# ОТРЫВОК ИЗ ИСТОЧНИКА:
::::::::::
После долгих поисков мы нашли мужчину по имени Сике, из племени туркан, на деле доказавшего, что он идеально подходит для роли служителя. Сике ничего не боялся и очень любил животных, за которыми ухаживал. Он всегда хорошо чувствовал, что нужно его подопечным, и охотно отводил их туда, где они могли найти для себя изобилие пищи. Хотя Сике всегда имел при себе небольшой хлыстик, он почти никогда им не пользовался. Наиболее теплые чувства наш служитель питал к Самсону.
::::::::::
# ЧТО НУЖНО СДЕЛАТЬ:
Пожалуйста, продолжите приведенный выше отрывок о служителе Сике с того места, где он заканчивается.
::::::::::
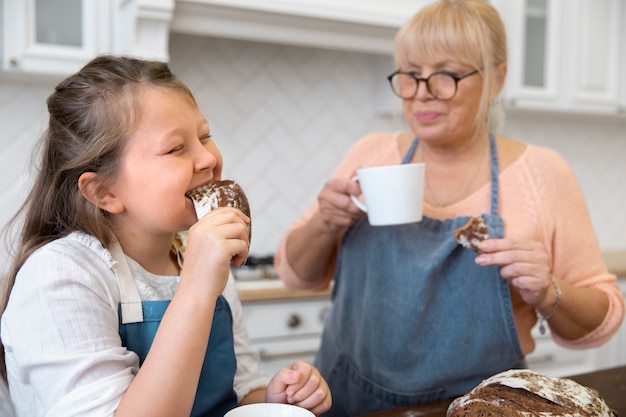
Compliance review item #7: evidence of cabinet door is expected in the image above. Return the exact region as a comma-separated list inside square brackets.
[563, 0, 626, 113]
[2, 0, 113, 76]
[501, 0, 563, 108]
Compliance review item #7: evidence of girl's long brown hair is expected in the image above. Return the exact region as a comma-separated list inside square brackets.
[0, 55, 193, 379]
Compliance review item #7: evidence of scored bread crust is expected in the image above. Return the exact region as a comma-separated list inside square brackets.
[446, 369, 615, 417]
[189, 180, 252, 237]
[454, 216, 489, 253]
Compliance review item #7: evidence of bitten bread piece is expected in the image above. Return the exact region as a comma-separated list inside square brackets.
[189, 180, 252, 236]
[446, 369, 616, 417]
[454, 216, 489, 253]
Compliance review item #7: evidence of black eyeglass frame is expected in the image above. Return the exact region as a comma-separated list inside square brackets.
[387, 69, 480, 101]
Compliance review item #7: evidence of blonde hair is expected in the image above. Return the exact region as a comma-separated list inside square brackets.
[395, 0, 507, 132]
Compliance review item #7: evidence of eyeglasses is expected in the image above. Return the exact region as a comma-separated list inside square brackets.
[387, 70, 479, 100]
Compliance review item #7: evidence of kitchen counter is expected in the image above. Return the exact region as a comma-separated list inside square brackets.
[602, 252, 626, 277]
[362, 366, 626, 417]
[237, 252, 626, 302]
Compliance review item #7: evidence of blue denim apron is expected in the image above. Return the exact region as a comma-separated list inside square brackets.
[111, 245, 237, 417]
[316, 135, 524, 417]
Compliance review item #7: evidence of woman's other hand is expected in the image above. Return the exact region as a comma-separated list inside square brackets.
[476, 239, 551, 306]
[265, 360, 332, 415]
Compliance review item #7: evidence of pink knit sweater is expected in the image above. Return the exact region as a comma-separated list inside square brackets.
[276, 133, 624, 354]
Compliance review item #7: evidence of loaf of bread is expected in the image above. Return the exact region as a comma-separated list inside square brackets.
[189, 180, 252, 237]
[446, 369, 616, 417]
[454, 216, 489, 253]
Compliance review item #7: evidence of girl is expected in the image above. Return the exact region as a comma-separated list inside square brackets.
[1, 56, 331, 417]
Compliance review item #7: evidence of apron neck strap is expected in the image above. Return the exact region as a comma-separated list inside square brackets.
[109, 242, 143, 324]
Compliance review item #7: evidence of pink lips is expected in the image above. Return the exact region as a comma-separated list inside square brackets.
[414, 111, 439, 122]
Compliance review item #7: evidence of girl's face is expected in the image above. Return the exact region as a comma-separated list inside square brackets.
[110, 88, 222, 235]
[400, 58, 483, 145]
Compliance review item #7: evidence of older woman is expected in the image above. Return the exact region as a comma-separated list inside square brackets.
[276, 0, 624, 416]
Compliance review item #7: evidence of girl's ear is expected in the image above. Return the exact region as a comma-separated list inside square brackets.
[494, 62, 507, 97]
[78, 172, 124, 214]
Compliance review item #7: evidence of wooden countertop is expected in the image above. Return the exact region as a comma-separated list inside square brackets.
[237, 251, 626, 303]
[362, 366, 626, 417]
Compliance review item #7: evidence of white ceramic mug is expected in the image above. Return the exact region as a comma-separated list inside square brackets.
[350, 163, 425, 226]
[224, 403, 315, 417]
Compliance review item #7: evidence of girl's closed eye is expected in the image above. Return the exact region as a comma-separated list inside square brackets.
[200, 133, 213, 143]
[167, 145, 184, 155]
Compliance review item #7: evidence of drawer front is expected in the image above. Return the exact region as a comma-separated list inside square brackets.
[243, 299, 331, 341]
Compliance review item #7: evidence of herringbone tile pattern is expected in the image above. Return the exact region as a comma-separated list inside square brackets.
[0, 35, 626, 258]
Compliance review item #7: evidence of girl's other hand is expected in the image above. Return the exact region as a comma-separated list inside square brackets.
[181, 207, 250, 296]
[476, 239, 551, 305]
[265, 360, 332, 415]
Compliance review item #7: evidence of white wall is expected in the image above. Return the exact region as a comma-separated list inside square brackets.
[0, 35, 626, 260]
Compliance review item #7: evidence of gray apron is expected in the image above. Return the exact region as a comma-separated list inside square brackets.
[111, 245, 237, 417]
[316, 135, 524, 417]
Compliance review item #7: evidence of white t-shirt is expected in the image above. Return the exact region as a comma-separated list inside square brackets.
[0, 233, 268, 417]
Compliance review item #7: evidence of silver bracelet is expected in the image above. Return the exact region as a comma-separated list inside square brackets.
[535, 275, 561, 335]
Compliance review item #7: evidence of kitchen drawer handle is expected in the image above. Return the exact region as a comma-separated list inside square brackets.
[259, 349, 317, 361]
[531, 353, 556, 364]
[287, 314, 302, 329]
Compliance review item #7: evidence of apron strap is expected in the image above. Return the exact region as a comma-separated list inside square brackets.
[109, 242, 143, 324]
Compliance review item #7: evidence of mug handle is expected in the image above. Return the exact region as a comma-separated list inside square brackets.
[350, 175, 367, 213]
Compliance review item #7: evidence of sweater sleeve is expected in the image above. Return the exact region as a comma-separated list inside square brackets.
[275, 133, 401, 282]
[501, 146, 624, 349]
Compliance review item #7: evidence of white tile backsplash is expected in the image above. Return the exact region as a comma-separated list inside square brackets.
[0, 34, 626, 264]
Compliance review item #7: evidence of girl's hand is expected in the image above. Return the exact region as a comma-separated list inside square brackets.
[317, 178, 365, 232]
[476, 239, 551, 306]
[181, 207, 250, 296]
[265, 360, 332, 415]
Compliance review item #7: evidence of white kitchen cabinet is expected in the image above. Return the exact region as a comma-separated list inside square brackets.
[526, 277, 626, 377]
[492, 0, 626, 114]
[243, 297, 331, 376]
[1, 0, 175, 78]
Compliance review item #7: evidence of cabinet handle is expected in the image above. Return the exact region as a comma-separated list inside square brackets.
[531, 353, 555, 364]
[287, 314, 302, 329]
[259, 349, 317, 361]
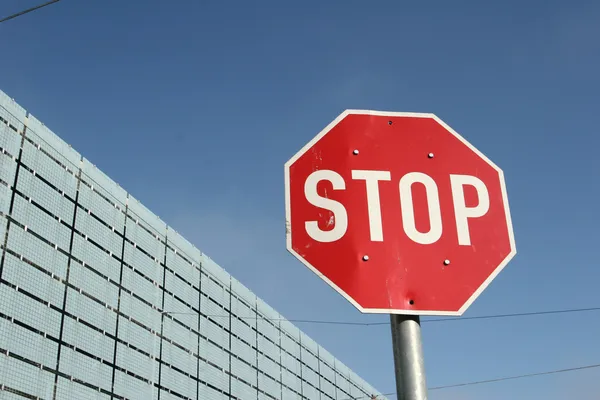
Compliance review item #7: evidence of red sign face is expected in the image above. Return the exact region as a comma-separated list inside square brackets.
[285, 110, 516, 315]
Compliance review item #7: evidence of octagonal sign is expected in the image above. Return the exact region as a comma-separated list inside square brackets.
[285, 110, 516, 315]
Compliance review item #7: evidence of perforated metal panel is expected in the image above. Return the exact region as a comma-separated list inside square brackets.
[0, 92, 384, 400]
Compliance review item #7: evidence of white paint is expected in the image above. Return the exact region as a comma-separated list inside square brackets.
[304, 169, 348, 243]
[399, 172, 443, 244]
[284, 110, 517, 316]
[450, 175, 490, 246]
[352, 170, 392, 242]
::::::::::
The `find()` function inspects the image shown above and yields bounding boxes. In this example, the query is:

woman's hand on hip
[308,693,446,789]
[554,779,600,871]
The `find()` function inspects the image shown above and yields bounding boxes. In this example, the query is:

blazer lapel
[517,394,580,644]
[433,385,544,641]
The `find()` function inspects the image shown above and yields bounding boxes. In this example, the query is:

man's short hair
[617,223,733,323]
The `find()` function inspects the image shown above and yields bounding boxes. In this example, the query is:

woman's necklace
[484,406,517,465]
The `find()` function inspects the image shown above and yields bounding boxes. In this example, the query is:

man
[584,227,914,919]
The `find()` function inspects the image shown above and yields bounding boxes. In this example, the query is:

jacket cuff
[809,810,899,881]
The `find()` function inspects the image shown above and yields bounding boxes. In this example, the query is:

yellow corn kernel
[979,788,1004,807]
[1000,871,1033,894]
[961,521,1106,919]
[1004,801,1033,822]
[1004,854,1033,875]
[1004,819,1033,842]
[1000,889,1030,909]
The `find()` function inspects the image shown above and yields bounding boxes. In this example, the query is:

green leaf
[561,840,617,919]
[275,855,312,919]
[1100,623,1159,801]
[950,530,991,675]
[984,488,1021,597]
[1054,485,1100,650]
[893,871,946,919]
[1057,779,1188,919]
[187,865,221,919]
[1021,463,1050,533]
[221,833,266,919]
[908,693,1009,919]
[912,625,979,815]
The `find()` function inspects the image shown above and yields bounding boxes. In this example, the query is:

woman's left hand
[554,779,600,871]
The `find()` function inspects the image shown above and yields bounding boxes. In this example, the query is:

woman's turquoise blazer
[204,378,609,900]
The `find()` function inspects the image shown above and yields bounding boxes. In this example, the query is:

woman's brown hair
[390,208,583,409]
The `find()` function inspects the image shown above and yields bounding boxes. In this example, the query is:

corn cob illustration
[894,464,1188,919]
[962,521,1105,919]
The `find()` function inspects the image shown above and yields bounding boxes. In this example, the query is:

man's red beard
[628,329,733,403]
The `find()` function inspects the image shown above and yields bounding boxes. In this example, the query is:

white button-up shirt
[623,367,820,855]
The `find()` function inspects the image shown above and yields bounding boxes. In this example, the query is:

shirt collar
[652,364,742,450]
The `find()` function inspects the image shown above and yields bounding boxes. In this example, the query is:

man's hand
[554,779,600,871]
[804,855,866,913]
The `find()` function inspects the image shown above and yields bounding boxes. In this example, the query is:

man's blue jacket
::::::::::
# ОТВЕТ НА ЗАДАНИЕ:
Поскольку слон и буйвол всегда стремились уходить довольно далеко, то мы, чтобы не потерять кого-либо из подопечных, решили подобрать Сике помощника. Найти подходящего оказалось не просто, так как далеко не все наши работники могли справиться с Бастером и Руфусом, временами становившимися крайне упрямыми. Как раз в это время мы приняли на работу молодого африканца Монголо, поручив ему чистить стойла животных и готовить им пищу на ночь. Он сам попросился на эту работу, и хотя мы сомневались, что Монголо справится, решили все же испробовать его. Монголо очень быстро сумел подружиться с Руфусом, и мы с удовольствием наблюдали, как они играли, направляясь по утрам на реку.

Жизнь шла своим чередом. Как-то раз мы узнали, что Эйлин Кэрни ищет, где бы пристроить детеныша принадлежавшей ей ручной карликовой мангусты. Я была рада принять маленькую самочку и назвала ее «Тикл».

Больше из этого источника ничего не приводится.